>> begin PROVIDED DATA
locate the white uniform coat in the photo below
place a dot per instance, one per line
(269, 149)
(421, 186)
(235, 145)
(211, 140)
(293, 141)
>> end PROVIDED DATA
§ SHORT EXERCISE
Copy the lines above word for word, with no changes.

§ ANSWER TO THIS EXERCISE
locate the white uniform coat in the photo below
place a dot per instance, one per line
(269, 149)
(421, 186)
(235, 145)
(211, 140)
(293, 141)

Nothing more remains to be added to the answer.